Rewrite the listing from the line with "TASK = point to the lawn, one" up to and including its final line as a Markdown table with the columns Row and Line, leaving out blank lines.

━━━━━━━━━━━━━━━━

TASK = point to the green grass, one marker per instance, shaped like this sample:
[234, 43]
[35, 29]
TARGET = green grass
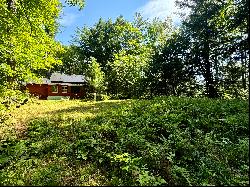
[167, 140]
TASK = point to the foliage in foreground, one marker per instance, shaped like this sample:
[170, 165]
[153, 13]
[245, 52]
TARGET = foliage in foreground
[167, 140]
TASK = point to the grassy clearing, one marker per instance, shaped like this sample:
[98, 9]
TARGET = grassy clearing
[167, 140]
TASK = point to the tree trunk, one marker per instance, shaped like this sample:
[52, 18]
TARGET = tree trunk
[10, 62]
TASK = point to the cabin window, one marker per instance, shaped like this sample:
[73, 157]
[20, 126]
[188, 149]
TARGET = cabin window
[64, 89]
[54, 89]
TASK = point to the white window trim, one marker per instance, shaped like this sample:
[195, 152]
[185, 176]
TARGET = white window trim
[56, 89]
[63, 90]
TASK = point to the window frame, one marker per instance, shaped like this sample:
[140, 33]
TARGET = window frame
[63, 89]
[56, 86]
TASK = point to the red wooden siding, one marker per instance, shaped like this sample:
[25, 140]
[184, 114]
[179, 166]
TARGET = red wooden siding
[40, 90]
[43, 91]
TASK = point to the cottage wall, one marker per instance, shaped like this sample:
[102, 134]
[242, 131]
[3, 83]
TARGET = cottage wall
[40, 90]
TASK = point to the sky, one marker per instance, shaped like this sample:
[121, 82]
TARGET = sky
[71, 17]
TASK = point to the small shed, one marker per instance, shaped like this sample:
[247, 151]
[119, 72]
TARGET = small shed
[59, 86]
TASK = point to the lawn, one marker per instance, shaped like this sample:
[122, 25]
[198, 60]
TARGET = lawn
[166, 140]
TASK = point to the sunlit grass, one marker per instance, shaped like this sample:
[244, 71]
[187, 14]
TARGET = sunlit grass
[166, 140]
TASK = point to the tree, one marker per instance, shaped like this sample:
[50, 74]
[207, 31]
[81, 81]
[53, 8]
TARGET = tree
[27, 44]
[95, 76]
[214, 40]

━━━━━━━━━━━━━━━━

### FINAL RESULT:
| Row | Line |
|---|---|
| 1 | TASK = point to the lawn, one marker per instance, shaped like this sample: |
| 2 | [122, 25] |
| 3 | [198, 60] |
| 4 | TARGET = lawn |
| 5 | [166, 140] |
| 6 | TASK = point to the sunlit grass, one marker per instance, shaped like this sample: |
| 7 | [244, 71] |
| 8 | [187, 14] |
| 9 | TARGET = sunlit grass |
| 10 | [166, 140] |
| 11 | TASK = point to the tree, one marker per instance, shaped like this sample: |
| 12 | [50, 74] |
| 13 | [207, 31] |
| 14 | [81, 81] |
| 15 | [53, 8] |
| 16 | TARGET = tree |
| 17 | [27, 44] |
| 18 | [95, 76] |
| 19 | [214, 40] |